Text:
In FGFR2 craniosynostosis, midfacial hypoplasia features oculo-orbital disproportion and symptomatic exorbitism. Clinical consequences may mandate surgery at a young age to prevent globe subluxation, corneal ulceration, and potential loss of vision. Monobloc osteotomy and distraction osteogenesis (monobloc distraction) seek to correct exorbitism. A report of the age-related impact of monobloc osteotomy and distraction osteogenesis on orbital volume, globe volume, and globe protrusion is presented.
Computed tomographic scan data from 28 Crouzon-Pfeiffer patients were assessed at preoperative, early postoperative, and 1-year follow-up time points. Orbital volumes, globe volumes, and globe protrusions were measured by manual and semiautomatic segmentation techniques, and these were compared to 40 age-matched controls.
Crouzon-Pfeiffer syndrome orbital volumes are significantly small, and are significantly overexpanded by distraction to endpoints correcting symptomatic exorbitism. Globe volumes are significantly larger than controls under 5 years, do not independently correlate with globe protrusion, and are unaffected by surgery. Correlation between orbital volume expansion and reduction of globe protrusion is not significant. Age-related variations of postoperative growth potential occur to 1 year postoperatively. The Crouzon-Pfeiffer syndrome FGFR2 orbit exhibits early growth acceleration followed by premature growth arrest at 10 to 14 years.

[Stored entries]
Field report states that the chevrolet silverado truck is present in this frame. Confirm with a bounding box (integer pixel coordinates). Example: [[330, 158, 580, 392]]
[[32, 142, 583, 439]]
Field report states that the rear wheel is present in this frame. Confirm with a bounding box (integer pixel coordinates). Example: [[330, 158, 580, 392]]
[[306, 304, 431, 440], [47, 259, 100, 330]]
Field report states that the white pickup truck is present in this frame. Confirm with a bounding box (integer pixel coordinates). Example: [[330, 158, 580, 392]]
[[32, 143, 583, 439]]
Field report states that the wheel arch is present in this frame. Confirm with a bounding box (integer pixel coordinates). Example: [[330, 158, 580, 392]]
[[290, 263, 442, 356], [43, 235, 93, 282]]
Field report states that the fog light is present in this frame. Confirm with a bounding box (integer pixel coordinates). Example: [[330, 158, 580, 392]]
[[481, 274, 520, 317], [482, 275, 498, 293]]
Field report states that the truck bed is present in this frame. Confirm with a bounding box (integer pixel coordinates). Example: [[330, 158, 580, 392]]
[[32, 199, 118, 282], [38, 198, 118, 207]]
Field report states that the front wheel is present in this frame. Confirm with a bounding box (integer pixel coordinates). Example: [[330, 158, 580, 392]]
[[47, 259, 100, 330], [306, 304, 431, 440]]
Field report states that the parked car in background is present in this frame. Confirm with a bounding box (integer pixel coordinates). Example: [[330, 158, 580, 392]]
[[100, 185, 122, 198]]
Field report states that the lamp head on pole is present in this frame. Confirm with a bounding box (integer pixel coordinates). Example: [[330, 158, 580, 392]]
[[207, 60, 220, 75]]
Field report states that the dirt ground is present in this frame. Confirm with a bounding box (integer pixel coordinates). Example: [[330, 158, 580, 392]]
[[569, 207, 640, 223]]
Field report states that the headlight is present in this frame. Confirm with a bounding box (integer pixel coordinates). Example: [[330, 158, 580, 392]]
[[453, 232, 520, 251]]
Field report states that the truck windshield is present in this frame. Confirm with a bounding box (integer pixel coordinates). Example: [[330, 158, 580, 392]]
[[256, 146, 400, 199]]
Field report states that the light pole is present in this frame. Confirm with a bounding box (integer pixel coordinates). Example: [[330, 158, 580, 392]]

Activity 1:
Answer these questions about the text on monobloc distraction in Crouzon-Pfeiffer syndrome, one answer per line.
(a) What three outcomes may surgery at a young age be needed to prevent?
(b) From how many Crouzon-Pfeiffer patients was computed tomographic scan data assessed?
(c) At what ages does the Crouzon-Pfeiffer syndrome FGFR2 orbit show premature growth arrest?
Activity 2:
Extend the text on monobloc distraction in Crouzon-Pfeiffer syndrome, starting after its final sentence.

Exercise answer 1:
(a) Globe subluxation, corneal ulceration, and potential loss of vision.
(b) 28 patients.
(c) 10 to 14 years.

Exercise answer 2:
Orbital volume expansion by monobloc osteotomy and distraction osteogenesis is not the sole determinant of reduced globe protrusion. Mean volume relapse of the orbit at 1 year is insignificant across the series. Derived Crouzon-Pfeiffer growth curves suggest that “early functional monobloc” in infants occurs on a background of dynamic orbital growth, which remains programmed to a Crouzon-Pfeiffer FGFR2 phenotype and aligns with the incidence of delayed clinical regression and later secondary surgery.